» **Records for the task**:
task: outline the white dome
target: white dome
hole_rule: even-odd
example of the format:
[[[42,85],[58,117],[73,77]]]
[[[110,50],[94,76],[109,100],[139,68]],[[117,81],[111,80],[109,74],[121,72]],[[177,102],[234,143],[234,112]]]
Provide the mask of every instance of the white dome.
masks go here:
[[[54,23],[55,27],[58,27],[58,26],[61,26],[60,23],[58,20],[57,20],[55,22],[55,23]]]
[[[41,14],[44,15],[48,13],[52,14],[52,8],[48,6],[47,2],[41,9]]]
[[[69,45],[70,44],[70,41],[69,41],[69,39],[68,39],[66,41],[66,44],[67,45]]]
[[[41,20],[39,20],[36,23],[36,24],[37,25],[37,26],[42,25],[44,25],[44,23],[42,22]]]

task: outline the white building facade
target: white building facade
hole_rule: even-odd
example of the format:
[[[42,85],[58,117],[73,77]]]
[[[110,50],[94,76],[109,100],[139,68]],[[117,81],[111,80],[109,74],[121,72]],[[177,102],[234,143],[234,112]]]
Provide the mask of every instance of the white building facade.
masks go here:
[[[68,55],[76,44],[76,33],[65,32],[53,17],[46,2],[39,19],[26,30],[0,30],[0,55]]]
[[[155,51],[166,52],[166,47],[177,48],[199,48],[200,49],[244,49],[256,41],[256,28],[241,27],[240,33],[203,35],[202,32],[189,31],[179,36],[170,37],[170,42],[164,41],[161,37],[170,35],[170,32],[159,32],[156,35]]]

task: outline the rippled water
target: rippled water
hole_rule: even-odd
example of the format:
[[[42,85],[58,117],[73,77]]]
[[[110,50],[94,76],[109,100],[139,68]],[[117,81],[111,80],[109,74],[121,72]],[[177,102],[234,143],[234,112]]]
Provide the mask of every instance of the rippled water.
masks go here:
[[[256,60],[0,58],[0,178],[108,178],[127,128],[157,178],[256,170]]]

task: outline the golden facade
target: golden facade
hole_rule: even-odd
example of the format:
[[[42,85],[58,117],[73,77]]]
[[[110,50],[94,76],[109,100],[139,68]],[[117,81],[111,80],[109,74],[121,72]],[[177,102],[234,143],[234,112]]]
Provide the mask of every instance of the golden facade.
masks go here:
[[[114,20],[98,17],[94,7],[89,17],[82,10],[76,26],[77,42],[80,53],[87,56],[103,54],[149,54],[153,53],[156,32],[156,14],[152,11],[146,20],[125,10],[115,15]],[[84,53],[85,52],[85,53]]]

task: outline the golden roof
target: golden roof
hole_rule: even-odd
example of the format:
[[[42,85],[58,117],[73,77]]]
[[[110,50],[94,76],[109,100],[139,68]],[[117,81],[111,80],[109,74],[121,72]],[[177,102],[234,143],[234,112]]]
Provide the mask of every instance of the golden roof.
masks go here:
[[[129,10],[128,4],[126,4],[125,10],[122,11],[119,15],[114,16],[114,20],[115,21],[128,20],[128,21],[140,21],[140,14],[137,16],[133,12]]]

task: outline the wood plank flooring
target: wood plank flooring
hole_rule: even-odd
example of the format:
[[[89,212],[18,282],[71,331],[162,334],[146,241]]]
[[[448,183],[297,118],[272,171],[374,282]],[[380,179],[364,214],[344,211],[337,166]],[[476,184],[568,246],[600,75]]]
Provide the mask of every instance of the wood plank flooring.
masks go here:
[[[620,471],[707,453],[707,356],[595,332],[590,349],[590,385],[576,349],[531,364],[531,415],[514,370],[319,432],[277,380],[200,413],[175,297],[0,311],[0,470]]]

» **Given problem**: Reproduce every one of the records above, character for character, with no changes.

» **Task result**:
task: outline the white dome
target: white dome
hole_rule: even-odd
example of the format:
[[[42,85],[58,117],[73,77]]]
[[[110,50],[94,76],[109,100],[139,68]],[[117,81],[111,80],[109,74],[121,72]],[[177,102],[234,143],[234,112]]]
Provide the mask of every instance of the white dome.
masks go here:
[[[54,23],[55,27],[58,27],[58,26],[61,26],[60,23],[58,20],[57,20],[55,22],[55,23]]]
[[[41,14],[44,15],[48,13],[52,14],[52,8],[48,6],[47,2],[41,9]]]
[[[69,45],[70,44],[70,41],[69,41],[69,39],[68,39],[66,41],[66,44],[67,45]]]
[[[41,20],[39,20],[36,23],[36,24],[37,25],[37,26],[42,25],[44,25],[44,23],[42,22]]]

task: outline the white building facade
target: white building facade
hole_rule: even-odd
example of the format:
[[[42,85],[58,117],[73,77]]]
[[[110,50],[94,76],[109,100],[139,68]],[[117,81],[111,80],[109,74],[121,72]],[[177,102],[234,143],[234,112]]]
Provide the mask of every instance of the white building facade.
masks go here:
[[[68,55],[76,44],[76,33],[65,32],[53,17],[46,2],[39,19],[26,30],[0,30],[0,55]]]
[[[155,51],[166,52],[166,47],[177,48],[199,48],[200,49],[244,49],[256,41],[256,28],[241,27],[240,33],[203,35],[202,32],[189,31],[179,36],[170,37],[170,42],[164,41],[161,37],[170,35],[170,32],[159,32],[156,35]]]

task: outline the rippled water
target: rippled water
hole_rule: even-odd
example of the format:
[[[42,85],[58,117],[73,77]]]
[[[110,50],[94,76],[109,100],[139,68]],[[117,81],[111,80],[109,74],[121,72]],[[177,102],[234,143],[234,112]]]
Provide the mask of every instance of the rippled water.
masks go here:
[[[256,60],[0,58],[0,178],[108,178],[127,128],[157,178],[256,170]]]

task: outline the golden facade
target: golden facade
hole_rule: even-odd
example of the format:
[[[42,85],[58,117],[73,77]]]
[[[110,50],[94,76],[109,100],[139,68]],[[117,81],[111,80],[109,74],[121,72]],[[177,102],[234,143],[234,112]]]
Provide the mask of every instance of the golden facade.
masks go here:
[[[114,20],[98,17],[94,7],[89,17],[82,10],[76,26],[77,42],[80,53],[87,56],[103,54],[149,54],[153,53],[156,32],[156,14],[152,11],[146,20],[125,10],[115,15]],[[84,53],[85,52],[85,53]]]

task: outline the golden roof
target: golden roof
hole_rule: even-odd
example of the format:
[[[42,85],[58,117],[73,77]]]
[[[110,50],[94,76],[109,100],[139,68]],[[117,81],[111,80],[109,74],[121,72]],[[177,102],[234,143],[234,112]]]
Provide the mask of every instance of the golden roof.
masks go here:
[[[129,10],[128,4],[126,4],[125,10],[122,11],[119,15],[114,16],[114,20],[115,21],[128,20],[128,21],[140,21],[140,14],[137,16],[133,12]]]

task: outline the wood plank flooring
target: wood plank flooring
hole_rule: even-odd
example of the format:
[[[89,212],[18,282],[71,331],[162,334],[146,241]]]
[[[448,183],[297,118],[272,171],[374,282]],[[380,179],[364,214],[344,211],[337,166]],[[476,184],[568,246],[600,75]]]
Provide the mask of every instance of the wood plank flooring.
masks go here:
[[[620,471],[707,453],[707,356],[595,332],[590,349],[590,385],[576,349],[531,364],[531,415],[514,370],[319,432],[277,380],[200,413],[175,297],[0,311],[0,470]]]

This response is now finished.